What follows is a set of entries. Repeat them exactly, but not their pictures.

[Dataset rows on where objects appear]

===============

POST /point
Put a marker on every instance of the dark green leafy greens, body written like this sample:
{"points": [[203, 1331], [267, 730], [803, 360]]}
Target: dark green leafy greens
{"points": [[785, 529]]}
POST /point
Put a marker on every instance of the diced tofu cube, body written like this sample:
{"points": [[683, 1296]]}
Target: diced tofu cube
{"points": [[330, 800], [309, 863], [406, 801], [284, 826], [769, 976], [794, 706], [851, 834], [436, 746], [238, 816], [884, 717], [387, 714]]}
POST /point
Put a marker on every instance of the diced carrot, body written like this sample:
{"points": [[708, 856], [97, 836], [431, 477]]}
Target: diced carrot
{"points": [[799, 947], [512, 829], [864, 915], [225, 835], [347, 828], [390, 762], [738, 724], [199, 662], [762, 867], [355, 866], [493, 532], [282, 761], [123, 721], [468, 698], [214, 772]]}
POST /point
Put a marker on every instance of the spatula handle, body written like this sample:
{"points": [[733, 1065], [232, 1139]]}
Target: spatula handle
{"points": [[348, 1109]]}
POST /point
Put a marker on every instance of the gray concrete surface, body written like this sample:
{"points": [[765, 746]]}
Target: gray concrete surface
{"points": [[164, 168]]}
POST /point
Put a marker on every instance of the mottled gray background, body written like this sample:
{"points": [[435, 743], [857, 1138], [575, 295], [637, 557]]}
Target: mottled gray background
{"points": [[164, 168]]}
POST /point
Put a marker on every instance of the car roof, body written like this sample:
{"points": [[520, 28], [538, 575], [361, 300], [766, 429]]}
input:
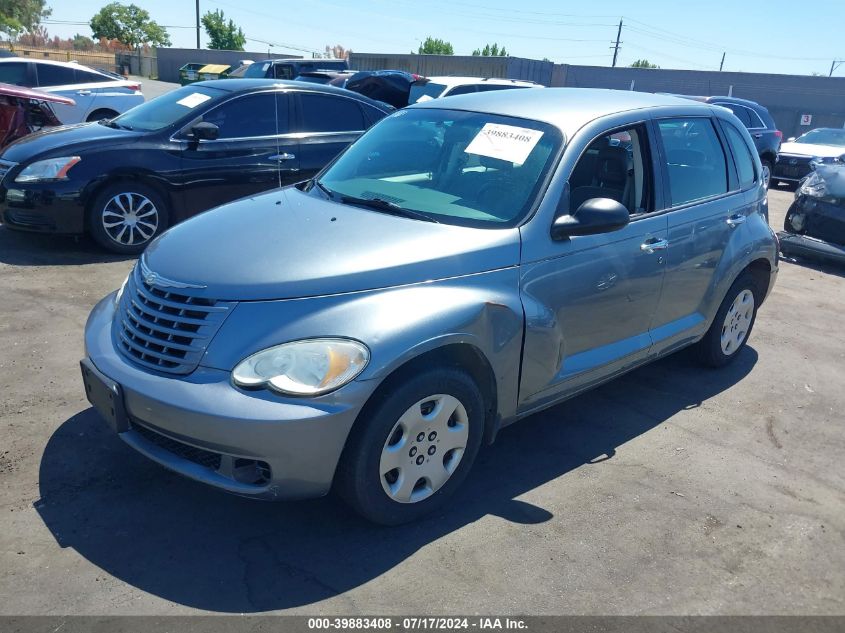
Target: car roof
{"points": [[242, 83], [451, 81], [566, 108]]}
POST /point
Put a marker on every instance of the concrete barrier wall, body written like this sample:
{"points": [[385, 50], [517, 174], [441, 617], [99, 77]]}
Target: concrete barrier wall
{"points": [[170, 60]]}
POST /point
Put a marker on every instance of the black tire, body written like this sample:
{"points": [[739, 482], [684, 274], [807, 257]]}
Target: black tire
{"points": [[98, 115], [709, 349], [102, 207], [359, 480]]}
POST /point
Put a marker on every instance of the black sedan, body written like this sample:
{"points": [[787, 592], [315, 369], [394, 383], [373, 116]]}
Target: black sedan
{"points": [[124, 180]]}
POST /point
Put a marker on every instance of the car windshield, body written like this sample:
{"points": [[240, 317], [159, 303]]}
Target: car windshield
{"points": [[425, 91], [449, 166], [167, 109], [823, 137]]}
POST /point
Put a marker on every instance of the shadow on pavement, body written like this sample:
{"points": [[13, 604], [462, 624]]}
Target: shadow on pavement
{"points": [[18, 248], [198, 547]]}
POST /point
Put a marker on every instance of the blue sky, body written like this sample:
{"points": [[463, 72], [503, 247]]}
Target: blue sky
{"points": [[777, 36]]}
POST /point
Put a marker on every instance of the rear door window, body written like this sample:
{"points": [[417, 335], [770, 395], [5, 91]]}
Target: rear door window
{"points": [[324, 113], [742, 156], [695, 160], [50, 75], [13, 73]]}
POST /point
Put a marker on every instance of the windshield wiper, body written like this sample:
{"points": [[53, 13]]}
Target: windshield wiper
{"points": [[391, 208]]}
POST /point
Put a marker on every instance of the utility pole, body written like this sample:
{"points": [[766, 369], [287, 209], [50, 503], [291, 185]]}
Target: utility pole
{"points": [[616, 47]]}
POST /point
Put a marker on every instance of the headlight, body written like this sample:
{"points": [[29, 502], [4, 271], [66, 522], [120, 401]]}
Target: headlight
{"points": [[50, 169], [304, 368]]}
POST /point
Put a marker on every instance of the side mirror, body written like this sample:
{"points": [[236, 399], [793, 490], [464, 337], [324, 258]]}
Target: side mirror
{"points": [[205, 131], [596, 215]]}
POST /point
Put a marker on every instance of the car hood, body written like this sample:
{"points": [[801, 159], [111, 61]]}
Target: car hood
{"points": [[289, 244], [810, 149], [66, 139]]}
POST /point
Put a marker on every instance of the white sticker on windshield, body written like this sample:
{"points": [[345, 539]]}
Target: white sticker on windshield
{"points": [[193, 100], [505, 142]]}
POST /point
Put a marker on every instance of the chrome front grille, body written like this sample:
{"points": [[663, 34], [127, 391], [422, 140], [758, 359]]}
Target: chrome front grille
{"points": [[164, 330]]}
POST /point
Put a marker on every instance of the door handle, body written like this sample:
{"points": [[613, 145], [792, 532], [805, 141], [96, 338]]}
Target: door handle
{"points": [[735, 220], [654, 244]]}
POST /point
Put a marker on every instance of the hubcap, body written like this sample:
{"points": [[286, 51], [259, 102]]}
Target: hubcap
{"points": [[130, 218], [737, 322], [424, 448]]}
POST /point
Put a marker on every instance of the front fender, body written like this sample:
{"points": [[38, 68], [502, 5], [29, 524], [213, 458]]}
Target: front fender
{"points": [[397, 325]]}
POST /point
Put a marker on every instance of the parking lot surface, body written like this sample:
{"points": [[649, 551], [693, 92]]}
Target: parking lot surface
{"points": [[672, 490]]}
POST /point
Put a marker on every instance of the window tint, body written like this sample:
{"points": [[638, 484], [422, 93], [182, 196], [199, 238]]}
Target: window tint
{"points": [[50, 75], [87, 77], [742, 155], [462, 90], [695, 160], [13, 73], [740, 112], [322, 113], [249, 116], [614, 166]]}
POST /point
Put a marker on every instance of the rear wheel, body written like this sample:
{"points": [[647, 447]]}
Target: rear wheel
{"points": [[414, 448], [732, 325], [126, 216]]}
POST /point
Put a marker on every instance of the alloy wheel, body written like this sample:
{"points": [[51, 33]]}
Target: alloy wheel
{"points": [[130, 218], [737, 322], [424, 448]]}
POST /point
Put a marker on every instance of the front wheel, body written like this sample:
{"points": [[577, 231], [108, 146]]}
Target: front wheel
{"points": [[414, 448], [126, 216], [732, 325]]}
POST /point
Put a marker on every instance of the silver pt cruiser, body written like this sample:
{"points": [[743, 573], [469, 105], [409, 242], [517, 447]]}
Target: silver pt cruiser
{"points": [[466, 263]]}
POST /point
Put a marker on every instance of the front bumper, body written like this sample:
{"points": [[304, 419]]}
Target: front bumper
{"points": [[204, 428], [42, 207]]}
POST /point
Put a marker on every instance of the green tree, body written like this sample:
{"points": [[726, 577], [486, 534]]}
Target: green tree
{"points": [[490, 51], [130, 25], [17, 16], [223, 35], [433, 46], [643, 63]]}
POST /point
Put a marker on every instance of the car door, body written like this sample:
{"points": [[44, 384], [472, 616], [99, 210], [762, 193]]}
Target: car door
{"points": [[590, 300], [62, 80], [326, 124], [705, 208], [253, 152]]}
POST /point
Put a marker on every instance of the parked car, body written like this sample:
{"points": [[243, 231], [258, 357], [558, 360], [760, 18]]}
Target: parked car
{"points": [[292, 68], [760, 124], [461, 266], [427, 88], [821, 145], [815, 222], [336, 78], [124, 180], [96, 94], [390, 86], [23, 111]]}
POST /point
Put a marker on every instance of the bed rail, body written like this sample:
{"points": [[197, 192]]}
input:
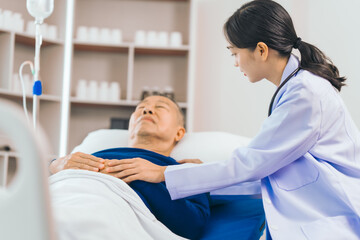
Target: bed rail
{"points": [[25, 211]]}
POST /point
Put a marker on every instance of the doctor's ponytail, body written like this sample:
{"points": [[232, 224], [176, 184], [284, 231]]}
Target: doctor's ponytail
{"points": [[267, 21], [315, 61]]}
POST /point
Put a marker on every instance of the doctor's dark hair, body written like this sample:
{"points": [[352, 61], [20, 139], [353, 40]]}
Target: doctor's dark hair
{"points": [[267, 21]]}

===============

ANSWER TO THIS TASK.
POST /point
Put a marker on every instance of the dark green leafy greens, body written like this sample:
{"points": [[203, 1331], [267, 730], [803, 360]]}
Target: dark green leafy greens
{"points": [[785, 529]]}
POST /point
Put a marker on every instance of the diced tofu cube, body written like this sample:
{"points": [[683, 1296]]}
Target: diced tofu cube
{"points": [[330, 800], [309, 863], [406, 801], [284, 826], [769, 976], [794, 706], [851, 834], [436, 746], [238, 816], [884, 717], [387, 714]]}
POST /point
Put a marker on every instance of the diced carrot, body written like this sample:
{"points": [[708, 856], [97, 836], [431, 477]]}
Target: diced carrot
{"points": [[799, 947], [512, 829], [864, 915], [225, 835], [347, 828], [390, 762], [738, 724], [199, 662], [762, 867], [355, 866], [493, 532], [282, 761], [123, 721], [468, 698], [214, 772]]}
POST /point
Put a marker on every instance of the spatula handle, body written like this sample:
{"points": [[733, 1065], [232, 1139]]}
Target: spatula handle
{"points": [[348, 1109]]}
POST /point
Put a marker on every instance of the gray concrete surface, body written like this sample:
{"points": [[765, 746]]}
Target: gray concrete surface
{"points": [[164, 168]]}
POST /point
Put a marker on every instance of the mottled gray background, body written like this sample:
{"points": [[435, 743], [857, 1138], [575, 295], [637, 557]]}
Target: mottled gray background
{"points": [[164, 168]]}
POST /point
Put a marker on every instance of the car roof, body written like this sample:
{"points": [[520, 28], [538, 575], [361, 300], [766, 429]]}
input:
Target: car roof
{"points": [[242, 83], [451, 81], [566, 108]]}
POST /point
Put a marker on every instance of the concrete barrier wall, body written like this sample:
{"points": [[385, 50], [517, 174], [441, 617], [99, 77]]}
Target: concrete barrier wall
{"points": [[170, 60]]}
POST /point
Put a marker on every instance of the black tire, body written like this sample:
{"points": [[739, 482], [684, 274], [807, 257]]}
Target: black tire
{"points": [[98, 115], [709, 349], [102, 207], [359, 480]]}
POST /point
Put a marker on every instance of the black sedan, body written like this sample:
{"points": [[787, 592], [315, 369], [394, 383], [373, 116]]}
Target: black sedan
{"points": [[124, 180]]}
POST /point
Put a marker on every instance of the car windshield, body written like this sample:
{"points": [[240, 317], [159, 303]]}
Target: car windshield
{"points": [[425, 91], [449, 166], [167, 109], [823, 137]]}
POST /point
Put a marker on every instance of the shadow on pavement, body written like this sample:
{"points": [[13, 604], [462, 624]]}
Target: shadow on pavement
{"points": [[18, 248], [198, 547]]}
POST /point
Put a marker on every instance of the blue sky, body written like this sample:
{"points": [[463, 72], [503, 247]]}
Target: blue sky
{"points": [[777, 36]]}
POST /point
Put a marker on every instance of the rear door window, body written like this sample:
{"points": [[417, 335], [770, 395], [5, 91]]}
Target: rear door window
{"points": [[324, 113], [742, 156], [695, 160], [50, 75], [13, 73]]}
POST /point
Put a marker on every instance of the windshield wiper, body written like this sample:
{"points": [[53, 13]]}
Target: windshield wiper
{"points": [[391, 208]]}
POST /point
Put a marker on every instance of the utility pole, body written like this sample:
{"points": [[766, 369], [287, 209], [50, 503], [291, 185]]}
Target: utility pole
{"points": [[616, 47]]}
POST /point
Put a marker on every instance of the headlight, body written like this sample:
{"points": [[29, 502], [4, 271], [66, 522], [120, 401]]}
Target: headlight
{"points": [[50, 169], [304, 368]]}
POST /point
Put a marker on every instance of the side mirror, body written like this sample:
{"points": [[236, 399], [793, 490], [464, 337], [324, 258]]}
Target: side mirror
{"points": [[205, 131], [596, 215]]}
POST /point
Put a marker on every instance of the car hood, body written like this sample:
{"points": [[801, 159], [111, 61]]}
Target: car hood
{"points": [[289, 244], [810, 149], [66, 139]]}
POST /point
Put a marker on every instance of the white sticker on windshield, body written like this sample:
{"points": [[345, 539]]}
Target: white sticker on windshield
{"points": [[193, 100], [505, 142]]}
POST /point
Put a marker on every instance of the chrome front grille, body written like this sample:
{"points": [[663, 34], [127, 391], [422, 140], [758, 359]]}
Target: chrome front grille
{"points": [[164, 330]]}
POST /point
Put a marker on every instance of the door handle, body written like this sample:
{"points": [[613, 145], [792, 532], [805, 141], [96, 338]]}
Target: door handle
{"points": [[735, 220], [654, 244]]}
POST /point
Put a marker on every instance of the hubcap, body written like this sample:
{"points": [[286, 51], [259, 102]]}
Target: hubcap
{"points": [[130, 218], [737, 322], [424, 448]]}
POST /point
Put a marker on every instance of the front fender, body written like this sample:
{"points": [[38, 68], [502, 5], [29, 524], [213, 458]]}
Target: front fender
{"points": [[397, 325]]}
POST /point
Put a marker on every instance of the parking lot surface, body written like this sample:
{"points": [[649, 551], [693, 92]]}
Target: parking lot surface
{"points": [[672, 490]]}
POST /point
Put a marker on every instance of the window tint, body written like this sample:
{"points": [[638, 484], [422, 93], [182, 196], [199, 238]]}
Target: window tint
{"points": [[50, 75], [87, 77], [742, 155], [462, 90], [695, 160], [13, 73], [740, 112], [322, 113], [249, 116], [614, 166]]}
POST /point
Put a marker on every instance of the rear wheel, body written like this sample:
{"points": [[647, 447]]}
Target: rear wheel
{"points": [[414, 448], [732, 325], [126, 216]]}
POST /point
Put a marker on every instance of the alloy wheel, body written like this sample:
{"points": [[51, 33]]}
Target: alloy wheel
{"points": [[130, 218], [737, 322], [424, 448]]}
POST /point
Put a marker on every instance of the front wheel, body written like this sample:
{"points": [[577, 231], [108, 146]]}
Target: front wheel
{"points": [[414, 448], [126, 216], [732, 325]]}
POST /point
Put a marker on every instance of the silver pt cruiser, body written like this sample:
{"points": [[743, 573], [469, 105], [409, 242], [517, 447]]}
Target: silver pt cruiser
{"points": [[466, 263]]}
POST /point
Put a marker on every instance of the front bumper, body written like this sample:
{"points": [[304, 419]]}
Target: front bumper
{"points": [[204, 428], [42, 207]]}
POST /point
Put a marker on every instance of the green tree, body written like this sample:
{"points": [[726, 577], [486, 534]]}
Target: green tree
{"points": [[490, 51], [130, 25], [17, 16], [223, 35], [433, 46], [643, 63]]}
POST /point
Put a marker on every instance of the car door, body written like this sample:
{"points": [[44, 384], [472, 616], [99, 210], [762, 193]]}
Target: car door
{"points": [[590, 300], [62, 80], [326, 124], [705, 208], [253, 152]]}
POST /point
Put a marker on every instance of the parked car, body written like this sample:
{"points": [[243, 231], [258, 357], [558, 360], [760, 18]]}
Target: parked car
{"points": [[292, 68], [760, 124], [461, 266], [427, 88], [821, 145], [815, 222], [336, 78], [124, 180], [96, 94], [390, 86], [23, 111]]}
POST /point
Put a marker on every instance of the bed rail, body written like this sample:
{"points": [[197, 192]]}
input:
Target: bed rail
{"points": [[25, 211]]}
POST /point
Put a marker on every instance of the doctor's ponytail, body written like this sample:
{"points": [[232, 224], [176, 184], [284, 231]]}
Target: doctor's ponytail
{"points": [[267, 21], [315, 61]]}
POST /point
Put a marker on every instance of the doctor's dark hair, body written like this sample:
{"points": [[352, 61], [20, 139], [353, 40]]}
Target: doctor's dark hair
{"points": [[267, 21]]}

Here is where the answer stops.